» **所给摘录**
_ _ _
背景
动态捕捉到服务内部在处理请求时的方法级别调用链路信息。
调研了一下,比较常见的APM开源工具有以下几种:
工具 | 解释 | 缺陷 |
Arthas | 阿里开源。trace命令使用通配符能够获取到方法调用链路,利用watch命令能够查看方法的出入参 | 当类或方法太多时,耗时很长,而且方法体太大时会报错 |
SkyWalking | Apache开源项目。 | 关注的是分布式之间的调用链路。虽然可以使用插件增强,但是效果不明显。。。 |
pinpoint | 韩国团队开源项目。 | 部署比较复杂 |
以上工具均能实现在对代码无侵入的情况下,对链路进行追踪。
原理
目前市面上无侵入的服务监控工具其底层是使用JavaAgent技术,JavaAgent是一种特殊的Java程序,它不能独立的运行,智能依附于主程序启动,通过代理的方式能够与JVM进行交互,获取到主程序运行中的信息。
部署要求
pinpoint
- pinpoint-agent-3.0.0.tar.gz (监控探针)
- apache-pinot-1.1.0-bin.tar.gz (pinpoint依赖的存储组件)
- hbase-2.6.0-bin.tar.gz (pinpoint数据存储)
- pinpoint-collector-starter-3.0.0-exec.jar (pinpoint数据收集器)
- pinpoint-web-starter-3.0.0-exec.jar (pinpoint提供的web服务)
环境
JDK21(不推荐17以下的版本),查看Java版本
java -version
# 需要设置JAVA_HOME
vim /etc/profile
# 在末尾添加
export JAVA_HOME=/usr/local/jdk-21.0.4
export PATH=$JAVA_HOME/bin:$PATH
export CLASSPATH=.:$JAVA_HOME/lib/dt.jar:$JAVA_HOME/lib/tools.jar
Linux CentOS7 (CentOS版本必须大于6,因为glibc版本必须大于等于2.14,CentOS7默认glibc版本2.17,千万不要作死自己升级glibc版本)
Redis服务(确保在6379端口监听)
端口
需要开放16010(hbase)、9991、9992、9993(这三个是collector使用的)、8080(这个是pinpoint-web访问端口),9000(pinot)、2123、19092端口
部署
启动hbase
进入hbase的bin目录下执行以下命令,会提示master running,查看输出的日志,没有报错即可。
./start-hbase.sh
获取hbase针对pinpoint的初始化文件
wget https://github.com/pinpoint-apm/pinpoint/blob/master/hbase/scripts/hbase-create.hbase
bin目录下执行:
./hbase shell path/to/your/hbase-create.hbase
控制台会输出提示信息,建了一些表。
_ _ _
» **数据条目**
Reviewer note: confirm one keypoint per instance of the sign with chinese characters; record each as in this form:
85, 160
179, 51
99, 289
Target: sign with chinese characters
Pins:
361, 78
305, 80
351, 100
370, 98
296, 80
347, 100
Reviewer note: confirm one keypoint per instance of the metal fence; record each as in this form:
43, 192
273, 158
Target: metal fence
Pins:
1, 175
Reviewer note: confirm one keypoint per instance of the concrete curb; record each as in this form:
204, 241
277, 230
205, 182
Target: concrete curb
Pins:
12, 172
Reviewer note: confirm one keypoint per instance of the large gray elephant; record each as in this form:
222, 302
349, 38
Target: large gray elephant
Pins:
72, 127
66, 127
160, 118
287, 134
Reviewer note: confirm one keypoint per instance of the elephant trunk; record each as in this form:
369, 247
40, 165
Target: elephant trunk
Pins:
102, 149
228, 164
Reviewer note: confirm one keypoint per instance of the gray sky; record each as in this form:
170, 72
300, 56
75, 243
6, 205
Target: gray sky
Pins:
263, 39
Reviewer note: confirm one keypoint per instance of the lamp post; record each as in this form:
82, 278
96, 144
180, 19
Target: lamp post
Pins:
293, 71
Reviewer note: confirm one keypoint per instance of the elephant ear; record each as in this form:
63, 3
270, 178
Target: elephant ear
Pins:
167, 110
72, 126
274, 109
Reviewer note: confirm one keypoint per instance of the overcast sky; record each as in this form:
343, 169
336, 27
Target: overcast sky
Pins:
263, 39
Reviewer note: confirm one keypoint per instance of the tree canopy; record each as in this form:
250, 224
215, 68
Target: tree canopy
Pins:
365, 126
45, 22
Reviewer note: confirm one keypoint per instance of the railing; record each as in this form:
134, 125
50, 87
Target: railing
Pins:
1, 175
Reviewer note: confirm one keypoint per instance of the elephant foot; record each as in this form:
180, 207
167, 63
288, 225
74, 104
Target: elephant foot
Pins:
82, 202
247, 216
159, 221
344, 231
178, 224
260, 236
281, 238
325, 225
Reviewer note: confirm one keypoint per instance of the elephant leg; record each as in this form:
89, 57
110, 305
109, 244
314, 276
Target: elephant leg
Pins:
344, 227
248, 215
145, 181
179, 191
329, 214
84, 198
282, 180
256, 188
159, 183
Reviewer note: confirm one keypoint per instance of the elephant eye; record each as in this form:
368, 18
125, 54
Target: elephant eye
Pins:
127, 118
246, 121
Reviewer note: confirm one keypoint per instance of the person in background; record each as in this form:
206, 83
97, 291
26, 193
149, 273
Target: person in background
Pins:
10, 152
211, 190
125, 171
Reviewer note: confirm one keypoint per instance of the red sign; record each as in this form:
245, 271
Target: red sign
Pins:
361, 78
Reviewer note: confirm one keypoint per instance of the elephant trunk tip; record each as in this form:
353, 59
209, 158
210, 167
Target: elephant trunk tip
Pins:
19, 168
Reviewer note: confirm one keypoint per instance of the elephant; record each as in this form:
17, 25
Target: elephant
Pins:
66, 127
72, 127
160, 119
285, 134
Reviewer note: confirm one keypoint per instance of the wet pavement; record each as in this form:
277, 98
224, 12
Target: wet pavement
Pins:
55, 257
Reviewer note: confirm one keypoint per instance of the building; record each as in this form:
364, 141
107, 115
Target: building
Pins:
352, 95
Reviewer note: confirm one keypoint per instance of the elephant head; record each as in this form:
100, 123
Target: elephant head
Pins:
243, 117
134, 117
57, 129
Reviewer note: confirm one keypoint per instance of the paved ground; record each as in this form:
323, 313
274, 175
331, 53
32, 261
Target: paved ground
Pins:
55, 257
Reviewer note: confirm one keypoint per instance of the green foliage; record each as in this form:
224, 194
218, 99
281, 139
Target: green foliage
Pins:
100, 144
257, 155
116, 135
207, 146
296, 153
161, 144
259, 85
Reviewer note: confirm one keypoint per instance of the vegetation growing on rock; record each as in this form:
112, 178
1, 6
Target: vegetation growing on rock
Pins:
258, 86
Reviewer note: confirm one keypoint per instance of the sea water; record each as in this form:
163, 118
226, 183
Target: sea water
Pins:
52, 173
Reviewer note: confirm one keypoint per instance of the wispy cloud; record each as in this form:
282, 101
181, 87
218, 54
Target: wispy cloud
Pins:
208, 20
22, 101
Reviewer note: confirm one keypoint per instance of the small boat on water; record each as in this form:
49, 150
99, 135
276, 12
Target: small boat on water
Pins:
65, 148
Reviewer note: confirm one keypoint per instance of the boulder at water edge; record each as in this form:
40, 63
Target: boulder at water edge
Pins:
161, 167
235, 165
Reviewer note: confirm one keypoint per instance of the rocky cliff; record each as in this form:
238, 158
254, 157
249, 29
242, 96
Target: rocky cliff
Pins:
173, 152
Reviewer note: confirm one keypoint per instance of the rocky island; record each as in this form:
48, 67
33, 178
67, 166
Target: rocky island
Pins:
_ _ _
» **待完成**
根据所给摘录,CentOS7 默认的 glibc 版本是多少?

» **已完成练习**
CentOS7 默认的 glibc 版本是 2.17。